Return every line of the listing below, unchanged, from its first line to the line holding "Subject = pavement texture", that line included.

/---

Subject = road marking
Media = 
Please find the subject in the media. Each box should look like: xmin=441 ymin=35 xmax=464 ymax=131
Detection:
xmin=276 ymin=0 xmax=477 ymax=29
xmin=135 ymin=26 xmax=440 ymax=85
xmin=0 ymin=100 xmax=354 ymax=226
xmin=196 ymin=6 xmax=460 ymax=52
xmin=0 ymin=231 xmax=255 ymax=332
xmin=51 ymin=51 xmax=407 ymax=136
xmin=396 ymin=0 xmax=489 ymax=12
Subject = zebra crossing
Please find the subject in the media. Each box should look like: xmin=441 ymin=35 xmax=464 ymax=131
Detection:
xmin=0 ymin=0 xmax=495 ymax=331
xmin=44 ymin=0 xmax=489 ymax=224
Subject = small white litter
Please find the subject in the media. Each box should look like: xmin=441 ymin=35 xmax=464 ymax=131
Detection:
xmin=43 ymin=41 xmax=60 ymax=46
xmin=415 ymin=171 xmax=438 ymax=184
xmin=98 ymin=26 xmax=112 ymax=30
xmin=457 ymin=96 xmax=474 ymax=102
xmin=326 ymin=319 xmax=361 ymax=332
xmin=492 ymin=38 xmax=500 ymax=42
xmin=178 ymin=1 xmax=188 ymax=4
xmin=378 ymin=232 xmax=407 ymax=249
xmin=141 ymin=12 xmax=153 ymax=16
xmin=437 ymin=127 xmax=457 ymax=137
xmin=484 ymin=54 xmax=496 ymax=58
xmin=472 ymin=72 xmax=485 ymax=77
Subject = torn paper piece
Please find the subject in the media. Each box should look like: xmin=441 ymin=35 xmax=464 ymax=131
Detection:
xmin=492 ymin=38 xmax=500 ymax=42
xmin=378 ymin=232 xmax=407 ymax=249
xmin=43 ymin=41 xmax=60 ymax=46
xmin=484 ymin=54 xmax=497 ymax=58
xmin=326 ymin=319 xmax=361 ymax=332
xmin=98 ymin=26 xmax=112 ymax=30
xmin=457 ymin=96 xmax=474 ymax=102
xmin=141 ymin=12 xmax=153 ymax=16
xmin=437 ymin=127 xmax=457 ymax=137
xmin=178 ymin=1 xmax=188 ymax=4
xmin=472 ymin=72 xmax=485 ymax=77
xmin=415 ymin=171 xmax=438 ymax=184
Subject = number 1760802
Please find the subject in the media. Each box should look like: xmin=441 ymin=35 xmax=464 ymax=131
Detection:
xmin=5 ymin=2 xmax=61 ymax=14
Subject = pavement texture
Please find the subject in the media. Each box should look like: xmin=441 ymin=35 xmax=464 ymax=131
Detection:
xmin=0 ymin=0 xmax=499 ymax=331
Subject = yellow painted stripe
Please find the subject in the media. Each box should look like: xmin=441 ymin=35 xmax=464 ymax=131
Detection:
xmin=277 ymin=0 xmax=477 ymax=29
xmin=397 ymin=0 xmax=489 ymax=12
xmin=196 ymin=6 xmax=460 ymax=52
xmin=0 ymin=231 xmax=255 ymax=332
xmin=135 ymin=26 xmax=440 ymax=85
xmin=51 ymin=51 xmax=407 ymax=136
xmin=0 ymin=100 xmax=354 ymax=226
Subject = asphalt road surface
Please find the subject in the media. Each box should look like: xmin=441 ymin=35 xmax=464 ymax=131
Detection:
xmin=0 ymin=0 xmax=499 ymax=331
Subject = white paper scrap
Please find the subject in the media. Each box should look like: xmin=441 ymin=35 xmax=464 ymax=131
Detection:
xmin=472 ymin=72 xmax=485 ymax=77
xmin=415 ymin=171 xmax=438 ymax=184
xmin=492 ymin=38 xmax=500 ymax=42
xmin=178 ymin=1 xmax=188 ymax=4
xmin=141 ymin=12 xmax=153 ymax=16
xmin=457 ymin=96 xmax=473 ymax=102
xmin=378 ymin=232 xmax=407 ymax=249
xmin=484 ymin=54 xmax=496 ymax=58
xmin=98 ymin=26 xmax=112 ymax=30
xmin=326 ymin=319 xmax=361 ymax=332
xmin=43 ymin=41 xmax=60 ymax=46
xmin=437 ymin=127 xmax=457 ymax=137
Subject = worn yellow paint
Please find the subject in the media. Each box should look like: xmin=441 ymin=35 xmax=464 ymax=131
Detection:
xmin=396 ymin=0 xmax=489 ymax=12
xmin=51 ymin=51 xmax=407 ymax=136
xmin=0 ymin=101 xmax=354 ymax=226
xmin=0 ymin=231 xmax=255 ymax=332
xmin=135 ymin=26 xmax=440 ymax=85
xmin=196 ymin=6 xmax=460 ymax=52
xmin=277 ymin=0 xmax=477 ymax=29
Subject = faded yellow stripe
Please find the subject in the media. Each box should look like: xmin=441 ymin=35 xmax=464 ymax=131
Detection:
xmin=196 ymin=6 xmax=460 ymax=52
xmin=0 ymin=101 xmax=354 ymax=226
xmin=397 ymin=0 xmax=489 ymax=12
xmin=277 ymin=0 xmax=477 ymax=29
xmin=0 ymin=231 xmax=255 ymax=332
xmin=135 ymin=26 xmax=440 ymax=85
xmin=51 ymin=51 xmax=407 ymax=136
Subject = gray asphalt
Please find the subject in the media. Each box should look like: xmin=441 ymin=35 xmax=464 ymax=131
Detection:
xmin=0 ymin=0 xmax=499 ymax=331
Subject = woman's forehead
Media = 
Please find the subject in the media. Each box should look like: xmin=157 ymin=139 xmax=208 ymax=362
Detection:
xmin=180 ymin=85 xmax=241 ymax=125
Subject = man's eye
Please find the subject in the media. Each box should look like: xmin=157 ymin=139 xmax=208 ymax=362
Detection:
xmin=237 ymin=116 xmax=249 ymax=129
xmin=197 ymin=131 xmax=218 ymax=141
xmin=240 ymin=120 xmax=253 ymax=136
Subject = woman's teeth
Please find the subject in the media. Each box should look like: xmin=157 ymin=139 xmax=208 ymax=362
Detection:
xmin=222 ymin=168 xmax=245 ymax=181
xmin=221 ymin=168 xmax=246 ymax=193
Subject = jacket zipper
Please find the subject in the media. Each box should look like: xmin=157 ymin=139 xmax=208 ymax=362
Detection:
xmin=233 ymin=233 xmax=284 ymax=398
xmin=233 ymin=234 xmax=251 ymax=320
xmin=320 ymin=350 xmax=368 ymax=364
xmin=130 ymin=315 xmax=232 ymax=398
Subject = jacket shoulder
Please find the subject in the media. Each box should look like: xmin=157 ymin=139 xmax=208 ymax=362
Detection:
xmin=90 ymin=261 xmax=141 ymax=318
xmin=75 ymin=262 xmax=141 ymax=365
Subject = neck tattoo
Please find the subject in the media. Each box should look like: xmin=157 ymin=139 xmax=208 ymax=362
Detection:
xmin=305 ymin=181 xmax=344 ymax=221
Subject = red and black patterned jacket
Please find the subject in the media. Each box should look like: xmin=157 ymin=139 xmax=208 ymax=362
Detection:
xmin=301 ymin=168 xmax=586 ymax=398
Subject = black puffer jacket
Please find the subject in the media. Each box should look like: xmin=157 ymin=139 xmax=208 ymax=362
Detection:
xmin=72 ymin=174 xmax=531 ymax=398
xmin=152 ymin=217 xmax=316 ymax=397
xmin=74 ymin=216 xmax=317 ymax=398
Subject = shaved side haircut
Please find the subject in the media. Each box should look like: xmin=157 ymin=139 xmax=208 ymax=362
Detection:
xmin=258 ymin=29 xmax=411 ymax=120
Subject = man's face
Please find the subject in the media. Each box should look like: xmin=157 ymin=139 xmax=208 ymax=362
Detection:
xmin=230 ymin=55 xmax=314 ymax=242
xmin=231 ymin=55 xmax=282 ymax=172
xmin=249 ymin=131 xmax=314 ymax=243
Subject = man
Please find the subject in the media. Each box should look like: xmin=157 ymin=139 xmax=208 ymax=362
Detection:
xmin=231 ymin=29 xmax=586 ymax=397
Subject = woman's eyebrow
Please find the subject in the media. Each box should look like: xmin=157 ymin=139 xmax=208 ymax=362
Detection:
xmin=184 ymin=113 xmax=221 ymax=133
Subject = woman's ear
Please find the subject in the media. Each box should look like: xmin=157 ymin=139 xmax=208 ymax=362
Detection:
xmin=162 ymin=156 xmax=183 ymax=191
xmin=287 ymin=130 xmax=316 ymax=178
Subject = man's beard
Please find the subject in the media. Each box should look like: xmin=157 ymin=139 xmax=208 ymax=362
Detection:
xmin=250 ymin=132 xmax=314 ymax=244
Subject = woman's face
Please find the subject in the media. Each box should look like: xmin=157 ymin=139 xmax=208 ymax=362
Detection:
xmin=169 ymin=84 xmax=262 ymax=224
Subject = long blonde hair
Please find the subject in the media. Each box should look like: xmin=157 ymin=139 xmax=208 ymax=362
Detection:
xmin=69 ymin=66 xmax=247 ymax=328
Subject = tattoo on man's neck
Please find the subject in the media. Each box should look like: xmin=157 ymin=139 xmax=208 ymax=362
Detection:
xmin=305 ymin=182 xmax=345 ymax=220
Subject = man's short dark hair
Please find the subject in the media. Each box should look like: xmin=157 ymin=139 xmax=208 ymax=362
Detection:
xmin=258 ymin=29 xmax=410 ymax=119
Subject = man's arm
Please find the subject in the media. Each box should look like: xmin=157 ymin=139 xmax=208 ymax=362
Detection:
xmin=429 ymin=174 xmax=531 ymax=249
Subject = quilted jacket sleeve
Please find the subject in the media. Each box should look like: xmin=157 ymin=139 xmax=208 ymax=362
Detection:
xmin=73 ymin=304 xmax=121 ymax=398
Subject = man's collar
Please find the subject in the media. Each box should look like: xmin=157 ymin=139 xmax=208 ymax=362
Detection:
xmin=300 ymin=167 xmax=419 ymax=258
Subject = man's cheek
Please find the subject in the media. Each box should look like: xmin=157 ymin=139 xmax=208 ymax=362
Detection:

\---

• Problem solution:
Subject = road marking
Media = 
Please find the subject in the media. Each box should look like: xmin=441 ymin=35 xmax=464 ymax=131
Detection:
xmin=276 ymin=0 xmax=477 ymax=29
xmin=135 ymin=26 xmax=440 ymax=85
xmin=0 ymin=100 xmax=354 ymax=226
xmin=196 ymin=6 xmax=460 ymax=52
xmin=0 ymin=231 xmax=255 ymax=332
xmin=51 ymin=51 xmax=407 ymax=136
xmin=396 ymin=0 xmax=489 ymax=12
Subject = zebra crossing
Please find the subject in the media. Each box should look like: xmin=441 ymin=35 xmax=464 ymax=131
Detection:
xmin=0 ymin=0 xmax=495 ymax=331
xmin=44 ymin=0 xmax=489 ymax=224
Subject = small white litter
Please find the subject in the media. Each box should look like: xmin=441 ymin=35 xmax=464 ymax=131
Detection:
xmin=43 ymin=41 xmax=60 ymax=46
xmin=415 ymin=171 xmax=438 ymax=184
xmin=98 ymin=26 xmax=112 ymax=30
xmin=457 ymin=96 xmax=474 ymax=102
xmin=326 ymin=319 xmax=361 ymax=332
xmin=492 ymin=38 xmax=500 ymax=42
xmin=178 ymin=1 xmax=188 ymax=4
xmin=378 ymin=232 xmax=407 ymax=249
xmin=141 ymin=12 xmax=153 ymax=16
xmin=437 ymin=127 xmax=457 ymax=137
xmin=484 ymin=54 xmax=496 ymax=58
xmin=472 ymin=72 xmax=485 ymax=77
Subject = torn paper piece
Please find the subject in the media. Each box should look like: xmin=441 ymin=35 xmax=464 ymax=131
Detection:
xmin=492 ymin=38 xmax=500 ymax=42
xmin=378 ymin=232 xmax=407 ymax=249
xmin=43 ymin=41 xmax=60 ymax=46
xmin=484 ymin=54 xmax=497 ymax=58
xmin=326 ymin=319 xmax=361 ymax=332
xmin=98 ymin=26 xmax=112 ymax=30
xmin=457 ymin=96 xmax=474 ymax=102
xmin=141 ymin=12 xmax=153 ymax=16
xmin=437 ymin=127 xmax=457 ymax=137
xmin=178 ymin=1 xmax=188 ymax=4
xmin=472 ymin=72 xmax=485 ymax=77
xmin=415 ymin=171 xmax=438 ymax=184
Subject = number 1760802
Please find the subject in the media. Each box should look like: xmin=441 ymin=35 xmax=464 ymax=131
Detection:
xmin=5 ymin=2 xmax=61 ymax=14
Subject = pavement texture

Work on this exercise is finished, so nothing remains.